[Passage provided Boundary: Start]

Five For Friday: 5 Reasons Why Android KitKat Is Awesome For Enterprise

With the latest version of Android (4.4 KitKat) just barely over the horizon, businesses may be wondering what’s to come. While KitKat is currently only available on Google’s new Nexus 5 smartphone, it’s expected to roll out to other devices in the upcoming weeks.


Photo credit:Google

Android owns an 81 percent share of the global smartphone market, so it’s safe to say that enterprise mobility and “bring your own device” policies will be affected by the new things KitKat has to offer.

So will KitKat enhance productivity, or bog it down? Here are the five reasons we think KitKat will be great for enterprise mobility:

1. Print From Your Phone: Not being able to print from a smartphone makes for a particularly frustrating mobile office experience. Kitkat allows you to wirelessly sync with some HP and ePrint printers to print photos, documents, and web pages right from your mobile device. Gone are the days of emailing yourself a link or a doc, so you can print it later from computer.

[Passage provided Boundary: End]
[Dataset Boundary: Start]

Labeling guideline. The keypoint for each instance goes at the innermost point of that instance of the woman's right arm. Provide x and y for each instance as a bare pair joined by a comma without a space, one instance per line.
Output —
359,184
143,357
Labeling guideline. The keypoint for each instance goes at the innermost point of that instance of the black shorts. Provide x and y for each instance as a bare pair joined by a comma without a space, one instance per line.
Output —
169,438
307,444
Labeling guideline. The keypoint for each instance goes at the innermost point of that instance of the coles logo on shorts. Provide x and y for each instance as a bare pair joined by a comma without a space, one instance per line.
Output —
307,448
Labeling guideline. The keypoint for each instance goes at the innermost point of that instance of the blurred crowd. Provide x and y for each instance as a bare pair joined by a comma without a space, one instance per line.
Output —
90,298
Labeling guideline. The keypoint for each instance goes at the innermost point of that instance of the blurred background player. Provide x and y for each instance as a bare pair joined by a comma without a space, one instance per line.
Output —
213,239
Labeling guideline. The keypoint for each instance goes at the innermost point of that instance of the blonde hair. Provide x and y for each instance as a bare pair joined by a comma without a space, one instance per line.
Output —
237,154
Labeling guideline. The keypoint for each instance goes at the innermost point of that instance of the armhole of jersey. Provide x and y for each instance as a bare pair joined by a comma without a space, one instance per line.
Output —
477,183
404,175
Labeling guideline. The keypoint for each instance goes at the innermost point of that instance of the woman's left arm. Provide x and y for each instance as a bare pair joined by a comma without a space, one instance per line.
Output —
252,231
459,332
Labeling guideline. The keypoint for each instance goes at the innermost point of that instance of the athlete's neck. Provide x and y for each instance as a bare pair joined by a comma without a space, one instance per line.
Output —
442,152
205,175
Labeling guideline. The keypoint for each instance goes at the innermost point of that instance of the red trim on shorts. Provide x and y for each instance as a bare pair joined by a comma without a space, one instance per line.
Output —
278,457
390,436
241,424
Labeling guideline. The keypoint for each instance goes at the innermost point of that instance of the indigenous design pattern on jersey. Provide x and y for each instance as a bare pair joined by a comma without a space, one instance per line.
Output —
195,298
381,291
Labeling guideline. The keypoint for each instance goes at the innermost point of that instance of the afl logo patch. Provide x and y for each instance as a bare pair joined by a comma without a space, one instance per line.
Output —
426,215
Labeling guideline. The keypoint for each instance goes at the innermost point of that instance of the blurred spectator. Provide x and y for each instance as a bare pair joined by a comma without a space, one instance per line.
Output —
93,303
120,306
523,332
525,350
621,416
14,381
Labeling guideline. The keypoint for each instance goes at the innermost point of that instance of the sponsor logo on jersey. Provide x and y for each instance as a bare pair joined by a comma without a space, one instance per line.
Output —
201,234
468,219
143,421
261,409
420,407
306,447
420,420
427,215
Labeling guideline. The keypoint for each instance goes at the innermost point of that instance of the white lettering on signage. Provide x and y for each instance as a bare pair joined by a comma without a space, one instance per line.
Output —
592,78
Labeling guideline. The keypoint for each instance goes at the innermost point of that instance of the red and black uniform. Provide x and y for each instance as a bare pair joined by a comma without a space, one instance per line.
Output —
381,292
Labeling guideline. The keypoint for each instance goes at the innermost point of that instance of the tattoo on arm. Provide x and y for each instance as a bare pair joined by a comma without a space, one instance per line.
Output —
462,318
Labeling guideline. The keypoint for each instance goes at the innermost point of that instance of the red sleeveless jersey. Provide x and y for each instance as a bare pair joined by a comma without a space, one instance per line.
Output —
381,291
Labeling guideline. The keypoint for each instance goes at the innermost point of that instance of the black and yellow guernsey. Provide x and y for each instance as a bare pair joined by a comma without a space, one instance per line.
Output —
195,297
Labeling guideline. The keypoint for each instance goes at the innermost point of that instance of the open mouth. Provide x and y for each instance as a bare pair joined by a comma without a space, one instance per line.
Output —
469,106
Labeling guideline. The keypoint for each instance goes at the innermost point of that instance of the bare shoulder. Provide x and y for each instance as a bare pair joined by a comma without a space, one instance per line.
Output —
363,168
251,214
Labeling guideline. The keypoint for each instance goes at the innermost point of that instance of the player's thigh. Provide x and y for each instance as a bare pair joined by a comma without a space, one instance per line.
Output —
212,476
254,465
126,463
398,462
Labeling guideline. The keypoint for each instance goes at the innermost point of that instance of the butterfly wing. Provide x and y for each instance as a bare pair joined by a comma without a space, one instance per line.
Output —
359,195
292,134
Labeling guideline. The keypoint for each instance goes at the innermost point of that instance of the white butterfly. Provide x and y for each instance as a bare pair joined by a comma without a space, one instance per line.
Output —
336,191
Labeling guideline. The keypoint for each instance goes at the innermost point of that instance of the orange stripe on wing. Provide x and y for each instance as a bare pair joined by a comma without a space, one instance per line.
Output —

[Dataset Boundary: End]

__List of tasks__:
1. According to the KitKat article, what share of the global smartphone market does Android own?
2. Copy the KitKat article from "1. Print From" to "later from computer.", changing "mobile device" to "tablet".
The records have nothing to do with the KitKat article.

__Written responses__:
1. 81 percent

2.
1. Print From Your Phone: Not being able to print from a smartphone makes for a particularly frustrating mobile office experience. Kitkat allows you to wirelessly sync with some HP and ePrint printers to print photos, documents, and web pages right from your tablet. Gone are the days of emailing yourself a link or a doc, so you can print it later from computer.